### Object pointing dataset rows
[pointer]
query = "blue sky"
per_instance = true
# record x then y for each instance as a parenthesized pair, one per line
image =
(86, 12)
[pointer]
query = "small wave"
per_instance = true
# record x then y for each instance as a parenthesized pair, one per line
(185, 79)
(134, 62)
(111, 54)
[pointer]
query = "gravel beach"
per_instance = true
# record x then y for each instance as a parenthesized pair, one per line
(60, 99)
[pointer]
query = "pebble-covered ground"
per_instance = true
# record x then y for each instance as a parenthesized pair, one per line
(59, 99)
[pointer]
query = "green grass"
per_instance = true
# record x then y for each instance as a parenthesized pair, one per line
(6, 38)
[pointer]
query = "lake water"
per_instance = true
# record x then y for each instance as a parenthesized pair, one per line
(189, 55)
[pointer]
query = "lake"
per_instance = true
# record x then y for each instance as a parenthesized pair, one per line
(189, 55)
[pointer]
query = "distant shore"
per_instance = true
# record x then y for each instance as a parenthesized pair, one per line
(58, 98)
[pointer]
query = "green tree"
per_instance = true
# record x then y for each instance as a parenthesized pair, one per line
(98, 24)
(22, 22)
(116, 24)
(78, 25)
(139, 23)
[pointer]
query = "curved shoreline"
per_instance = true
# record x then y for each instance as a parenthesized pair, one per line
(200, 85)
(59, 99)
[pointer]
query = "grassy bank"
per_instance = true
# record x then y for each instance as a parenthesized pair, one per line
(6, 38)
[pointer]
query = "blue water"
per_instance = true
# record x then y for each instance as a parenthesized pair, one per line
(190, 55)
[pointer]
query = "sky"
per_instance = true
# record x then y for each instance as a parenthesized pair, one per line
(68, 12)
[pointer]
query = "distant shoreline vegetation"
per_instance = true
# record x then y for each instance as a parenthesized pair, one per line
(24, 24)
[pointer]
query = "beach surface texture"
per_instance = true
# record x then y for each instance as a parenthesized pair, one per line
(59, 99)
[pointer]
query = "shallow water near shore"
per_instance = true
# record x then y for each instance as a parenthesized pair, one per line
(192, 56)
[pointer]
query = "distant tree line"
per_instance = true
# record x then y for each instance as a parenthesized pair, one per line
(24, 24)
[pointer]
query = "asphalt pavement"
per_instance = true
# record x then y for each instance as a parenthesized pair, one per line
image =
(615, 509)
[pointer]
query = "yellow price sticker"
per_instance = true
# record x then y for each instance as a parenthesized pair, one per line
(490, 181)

### SHORT PROBLEM
Return each line of the records above exactly as it reads.

### FINISHED ANSWER
[pointer]
query = "blue sky"
per_instance = true
# record x then y for each instance as a parenthesized pair, one per line
image =
(86, 12)
[pointer]
query = "small wave"
per_instance = true
# record x then y for each instance as a parenthesized pair, one per line
(185, 79)
(134, 62)
(111, 54)
[pointer]
query = "gravel beach"
per_instance = true
# record x then y for each instance as a parenthesized pair, one per line
(60, 99)
[pointer]
query = "pebble-covered ground"
per_instance = true
# record x then y for each instance as a parenthesized pair, one per line
(59, 99)
[pointer]
query = "green grass"
per_instance = true
# record x then y for each instance as a parenthesized pair, one per line
(6, 38)
[pointer]
query = "lake water"
per_instance = true
# record x then y for each instance as a parenthesized pair, one per line
(189, 55)
[pointer]
query = "lake"
per_instance = true
# record x then y for each instance as a parenthesized pair, one per line
(189, 55)
[pointer]
query = "distant shore"
per_instance = true
# record x then y for each instance as a parenthesized pair, one per line
(58, 98)
[pointer]
query = "green tree"
per_instance = true
# record x then y for each instance as a parenthesized pair, one per line
(98, 24)
(22, 22)
(116, 24)
(78, 25)
(139, 23)
[pointer]
query = "curved shoreline"
per_instance = true
# record x then y for each instance as a parenthesized pair, one per line
(200, 85)
(59, 99)
[pointer]
query = "grassy bank"
per_instance = true
# record x then y for each instance as a parenthesized pair, one per line
(6, 38)
[pointer]
query = "blue water"
per_instance = true
# record x then y for each instance as a parenthesized pair, one per line
(190, 55)
[pointer]
query = "sky"
per_instance = true
# record x then y for each instance as a parenthesized pair, one per line
(68, 12)
[pointer]
query = "distant shoreline vegetation"
per_instance = true
# record x then y for each instance as a parenthesized pair, one per line
(24, 24)
[pointer]
query = "beach surface texture"
per_instance = true
# record x then y for each instance as a parenthesized pair, one per line
(59, 99)
[pointer]
query = "shallow water near shore"
per_instance = true
# record x then y for each instance as a parenthesized pair, one per line
(192, 56)
[pointer]
query = "distant tree line"
per_instance = true
# record x then y for each instance as a parenthesized pair, one per line
(24, 24)
[pointer]
query = "asphalt pavement"
per_instance = true
# record x then y for each instance as a parenthesized pair, one per line
image =
(615, 509)
[pointer]
query = "yellow price sticker"
per_instance = true
# record x then y for each instance as a parenthesized pair, one per line
(490, 181)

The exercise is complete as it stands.